------ EXTRACTED RECORDS
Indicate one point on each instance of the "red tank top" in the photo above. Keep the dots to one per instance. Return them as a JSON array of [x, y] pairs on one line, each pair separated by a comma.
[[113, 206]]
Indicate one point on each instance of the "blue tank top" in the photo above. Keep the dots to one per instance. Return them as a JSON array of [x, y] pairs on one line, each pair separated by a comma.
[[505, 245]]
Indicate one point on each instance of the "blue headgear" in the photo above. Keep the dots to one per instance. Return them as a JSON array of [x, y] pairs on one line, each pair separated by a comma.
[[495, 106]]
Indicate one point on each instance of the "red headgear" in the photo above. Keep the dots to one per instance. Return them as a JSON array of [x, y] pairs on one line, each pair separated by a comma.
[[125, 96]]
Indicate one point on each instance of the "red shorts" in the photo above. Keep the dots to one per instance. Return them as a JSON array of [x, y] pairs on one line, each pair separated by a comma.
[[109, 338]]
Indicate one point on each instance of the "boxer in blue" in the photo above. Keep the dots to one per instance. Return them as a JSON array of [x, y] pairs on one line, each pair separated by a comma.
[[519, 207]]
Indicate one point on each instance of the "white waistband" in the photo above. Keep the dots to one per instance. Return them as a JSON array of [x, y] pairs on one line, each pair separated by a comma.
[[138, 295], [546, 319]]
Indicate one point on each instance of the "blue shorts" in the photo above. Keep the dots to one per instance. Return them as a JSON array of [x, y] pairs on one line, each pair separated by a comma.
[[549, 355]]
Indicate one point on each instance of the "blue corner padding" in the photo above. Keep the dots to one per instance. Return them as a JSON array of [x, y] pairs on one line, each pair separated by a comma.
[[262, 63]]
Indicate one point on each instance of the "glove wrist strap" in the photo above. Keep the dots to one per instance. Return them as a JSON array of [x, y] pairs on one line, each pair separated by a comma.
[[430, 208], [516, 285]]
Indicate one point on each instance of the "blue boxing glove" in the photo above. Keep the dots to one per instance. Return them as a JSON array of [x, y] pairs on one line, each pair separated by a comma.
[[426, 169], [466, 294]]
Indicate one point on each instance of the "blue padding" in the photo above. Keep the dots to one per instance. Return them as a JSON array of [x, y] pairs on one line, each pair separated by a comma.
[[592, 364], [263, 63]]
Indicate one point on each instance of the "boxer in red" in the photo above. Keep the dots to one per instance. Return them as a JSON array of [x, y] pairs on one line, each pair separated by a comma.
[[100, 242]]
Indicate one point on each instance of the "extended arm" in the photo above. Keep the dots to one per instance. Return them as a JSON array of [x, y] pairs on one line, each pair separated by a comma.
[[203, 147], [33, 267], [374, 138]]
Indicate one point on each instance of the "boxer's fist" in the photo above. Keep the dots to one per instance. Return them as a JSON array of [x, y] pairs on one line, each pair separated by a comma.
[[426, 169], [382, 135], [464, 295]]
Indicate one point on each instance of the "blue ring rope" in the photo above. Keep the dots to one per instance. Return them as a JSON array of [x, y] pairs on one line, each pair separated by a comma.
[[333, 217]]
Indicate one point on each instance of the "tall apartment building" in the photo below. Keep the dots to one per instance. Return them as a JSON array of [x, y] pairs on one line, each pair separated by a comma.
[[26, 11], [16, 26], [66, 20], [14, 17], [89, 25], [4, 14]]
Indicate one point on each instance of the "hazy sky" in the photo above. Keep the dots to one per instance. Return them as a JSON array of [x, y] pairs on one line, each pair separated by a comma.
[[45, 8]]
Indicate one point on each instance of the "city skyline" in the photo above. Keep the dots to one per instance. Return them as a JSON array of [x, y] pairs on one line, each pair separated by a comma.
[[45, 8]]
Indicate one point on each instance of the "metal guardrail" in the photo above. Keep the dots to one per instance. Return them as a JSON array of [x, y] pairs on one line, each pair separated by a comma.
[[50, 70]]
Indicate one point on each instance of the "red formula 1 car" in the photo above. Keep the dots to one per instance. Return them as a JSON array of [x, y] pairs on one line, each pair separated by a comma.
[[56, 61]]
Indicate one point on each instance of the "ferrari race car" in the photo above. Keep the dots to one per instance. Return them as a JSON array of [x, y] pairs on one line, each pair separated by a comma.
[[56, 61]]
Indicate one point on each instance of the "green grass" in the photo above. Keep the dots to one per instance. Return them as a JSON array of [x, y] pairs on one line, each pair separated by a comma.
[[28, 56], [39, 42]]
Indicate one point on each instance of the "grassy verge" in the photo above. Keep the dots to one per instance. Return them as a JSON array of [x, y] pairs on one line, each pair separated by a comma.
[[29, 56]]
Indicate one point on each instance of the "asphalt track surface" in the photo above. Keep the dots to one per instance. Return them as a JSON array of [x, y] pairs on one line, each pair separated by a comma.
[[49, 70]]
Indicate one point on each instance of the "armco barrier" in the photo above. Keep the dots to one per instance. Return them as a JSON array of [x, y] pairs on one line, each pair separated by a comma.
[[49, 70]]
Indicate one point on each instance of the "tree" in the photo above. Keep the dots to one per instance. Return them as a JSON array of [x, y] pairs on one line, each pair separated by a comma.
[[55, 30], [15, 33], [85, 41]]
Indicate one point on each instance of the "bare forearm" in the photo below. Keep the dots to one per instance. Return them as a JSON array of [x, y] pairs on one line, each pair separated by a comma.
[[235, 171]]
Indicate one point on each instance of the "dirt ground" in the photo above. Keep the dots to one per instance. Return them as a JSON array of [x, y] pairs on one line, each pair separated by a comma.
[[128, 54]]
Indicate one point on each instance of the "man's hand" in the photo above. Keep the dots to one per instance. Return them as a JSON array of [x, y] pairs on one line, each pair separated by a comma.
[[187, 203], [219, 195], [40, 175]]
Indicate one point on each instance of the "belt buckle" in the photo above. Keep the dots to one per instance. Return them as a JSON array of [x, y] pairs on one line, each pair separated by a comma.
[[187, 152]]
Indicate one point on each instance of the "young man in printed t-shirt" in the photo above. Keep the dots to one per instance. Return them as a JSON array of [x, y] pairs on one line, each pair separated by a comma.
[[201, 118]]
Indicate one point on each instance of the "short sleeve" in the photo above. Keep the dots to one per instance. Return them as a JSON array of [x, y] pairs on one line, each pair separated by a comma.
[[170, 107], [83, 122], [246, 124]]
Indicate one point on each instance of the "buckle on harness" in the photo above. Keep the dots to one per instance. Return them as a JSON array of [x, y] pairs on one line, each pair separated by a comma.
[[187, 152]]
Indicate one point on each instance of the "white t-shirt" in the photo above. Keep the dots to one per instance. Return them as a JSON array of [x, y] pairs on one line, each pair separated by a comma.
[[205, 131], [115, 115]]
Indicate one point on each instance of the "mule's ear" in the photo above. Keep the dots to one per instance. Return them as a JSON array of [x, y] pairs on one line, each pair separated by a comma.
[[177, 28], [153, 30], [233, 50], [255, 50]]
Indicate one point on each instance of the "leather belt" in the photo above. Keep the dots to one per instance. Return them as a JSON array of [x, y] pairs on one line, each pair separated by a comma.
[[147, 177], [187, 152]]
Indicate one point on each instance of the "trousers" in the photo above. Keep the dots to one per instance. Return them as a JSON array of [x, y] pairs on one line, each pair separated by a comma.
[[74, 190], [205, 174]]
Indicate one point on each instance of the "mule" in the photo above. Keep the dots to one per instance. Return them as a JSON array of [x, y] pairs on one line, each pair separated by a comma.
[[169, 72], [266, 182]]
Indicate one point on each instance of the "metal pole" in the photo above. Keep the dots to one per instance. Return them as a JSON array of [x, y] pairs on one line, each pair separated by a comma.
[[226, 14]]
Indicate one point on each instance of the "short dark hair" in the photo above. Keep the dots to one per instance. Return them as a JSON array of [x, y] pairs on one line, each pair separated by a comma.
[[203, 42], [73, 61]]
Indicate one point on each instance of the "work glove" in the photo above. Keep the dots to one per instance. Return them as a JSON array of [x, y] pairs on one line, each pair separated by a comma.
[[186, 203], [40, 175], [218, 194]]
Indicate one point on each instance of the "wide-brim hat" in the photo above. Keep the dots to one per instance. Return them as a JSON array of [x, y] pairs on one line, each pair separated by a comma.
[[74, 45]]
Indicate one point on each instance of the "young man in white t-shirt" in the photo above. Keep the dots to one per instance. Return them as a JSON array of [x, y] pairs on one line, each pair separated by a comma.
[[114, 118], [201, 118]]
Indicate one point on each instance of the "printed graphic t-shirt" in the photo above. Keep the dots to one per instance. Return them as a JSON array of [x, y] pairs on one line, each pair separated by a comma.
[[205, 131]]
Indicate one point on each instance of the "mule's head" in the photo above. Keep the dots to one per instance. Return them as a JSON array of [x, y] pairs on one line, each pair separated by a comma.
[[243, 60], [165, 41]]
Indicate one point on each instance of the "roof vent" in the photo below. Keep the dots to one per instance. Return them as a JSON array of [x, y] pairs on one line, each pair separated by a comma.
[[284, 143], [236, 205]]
------------
Go back to the data above and please quote exactly, and only, the lines from the line with "man in white" through its last line.

Indicate one point on each instance of the "young man in white t-shirt" in the photo above. Keep the dots to one per instance. Return them as a JSON array of [x, y] pairs on one line, each pair separated by a comma.
[[114, 118], [201, 118]]
Indicate one point on each instance of the "printed graphic t-shirt" in the photo above. Keep the dots to one per instance. Return them as a JSON array of [x, y] pairs on one line, each pair separated by a comma.
[[205, 131]]
Indicate one point on each instance of the "mule's head" in the photo above. Keep the dots to one per instance. Return them as a JSON array of [x, y] pairs on one line, each pair separated by a comma.
[[243, 60], [165, 41]]
Indicate one point on each instance of the "roof vent" in the photo below. Keep the dots to one per instance. Return them as a JSON array of [x, y] pairs on one line, each pair separated by a comma.
[[284, 143], [236, 205]]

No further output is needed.